- _과제 내용_
"the white gravel"가 있는 줄부터 항목의 마지막 줄까지(양 끝 포함)를 "입력"과 "출력" 두 열로 된 CSV에 넣으세요. 각 항목을 한 행으로 하고, 텍스트와 답은 각각 큰따옴표로 묶은 한 필드에 담되 줄바꿈은 공백으로 바꾸세요.

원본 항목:
****************************************
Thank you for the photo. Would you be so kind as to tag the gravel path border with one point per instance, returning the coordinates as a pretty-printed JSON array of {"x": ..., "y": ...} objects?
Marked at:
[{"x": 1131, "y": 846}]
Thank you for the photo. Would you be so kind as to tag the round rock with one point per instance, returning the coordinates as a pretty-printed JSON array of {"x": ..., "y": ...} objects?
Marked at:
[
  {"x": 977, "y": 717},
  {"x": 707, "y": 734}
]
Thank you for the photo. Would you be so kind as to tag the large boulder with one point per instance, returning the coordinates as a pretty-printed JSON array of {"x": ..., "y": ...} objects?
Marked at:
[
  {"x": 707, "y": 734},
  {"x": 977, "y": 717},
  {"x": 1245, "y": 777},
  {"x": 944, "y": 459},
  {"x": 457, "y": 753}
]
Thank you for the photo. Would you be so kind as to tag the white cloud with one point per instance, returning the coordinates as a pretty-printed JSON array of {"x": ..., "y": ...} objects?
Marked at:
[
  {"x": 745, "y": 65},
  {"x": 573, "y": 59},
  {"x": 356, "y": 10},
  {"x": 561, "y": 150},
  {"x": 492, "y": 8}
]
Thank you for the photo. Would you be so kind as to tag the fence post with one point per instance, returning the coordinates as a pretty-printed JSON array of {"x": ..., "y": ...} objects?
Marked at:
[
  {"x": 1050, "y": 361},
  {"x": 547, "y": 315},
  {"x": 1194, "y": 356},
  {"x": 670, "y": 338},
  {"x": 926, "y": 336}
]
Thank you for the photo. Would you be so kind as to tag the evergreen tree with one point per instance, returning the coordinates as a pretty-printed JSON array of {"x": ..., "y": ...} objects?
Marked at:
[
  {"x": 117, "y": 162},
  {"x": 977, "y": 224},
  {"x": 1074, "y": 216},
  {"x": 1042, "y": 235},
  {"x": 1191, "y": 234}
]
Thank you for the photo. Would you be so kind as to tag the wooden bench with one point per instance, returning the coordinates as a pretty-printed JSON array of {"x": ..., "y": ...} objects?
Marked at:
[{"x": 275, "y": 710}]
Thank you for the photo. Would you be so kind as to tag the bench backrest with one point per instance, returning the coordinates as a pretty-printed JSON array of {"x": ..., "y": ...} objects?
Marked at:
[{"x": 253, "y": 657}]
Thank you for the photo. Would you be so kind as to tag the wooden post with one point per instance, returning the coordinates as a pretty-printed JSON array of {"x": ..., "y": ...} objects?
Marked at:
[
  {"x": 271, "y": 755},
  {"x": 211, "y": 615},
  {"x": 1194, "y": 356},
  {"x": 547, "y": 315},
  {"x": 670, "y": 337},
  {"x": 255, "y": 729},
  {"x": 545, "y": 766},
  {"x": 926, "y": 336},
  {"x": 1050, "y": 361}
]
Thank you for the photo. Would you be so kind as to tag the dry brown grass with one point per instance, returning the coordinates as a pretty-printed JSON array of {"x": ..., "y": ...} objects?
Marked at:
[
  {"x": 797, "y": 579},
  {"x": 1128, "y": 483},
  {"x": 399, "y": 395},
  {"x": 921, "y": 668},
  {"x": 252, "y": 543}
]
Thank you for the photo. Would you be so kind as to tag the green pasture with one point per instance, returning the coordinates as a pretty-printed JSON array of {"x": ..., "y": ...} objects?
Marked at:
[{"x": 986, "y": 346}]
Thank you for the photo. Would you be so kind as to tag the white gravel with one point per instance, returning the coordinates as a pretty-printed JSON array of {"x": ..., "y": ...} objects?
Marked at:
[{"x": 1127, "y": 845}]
****************************************
- _완성된 결과_
입력,출력
"Thank you for the photo. Would you be so kind as to tag the white gravel with one point per instance, returning the coordinates as a pretty-printed JSON array of {""x"": ..., ""y"": ...} objects? Marked at:","[{""x"": 1127, ""y"": 845}]"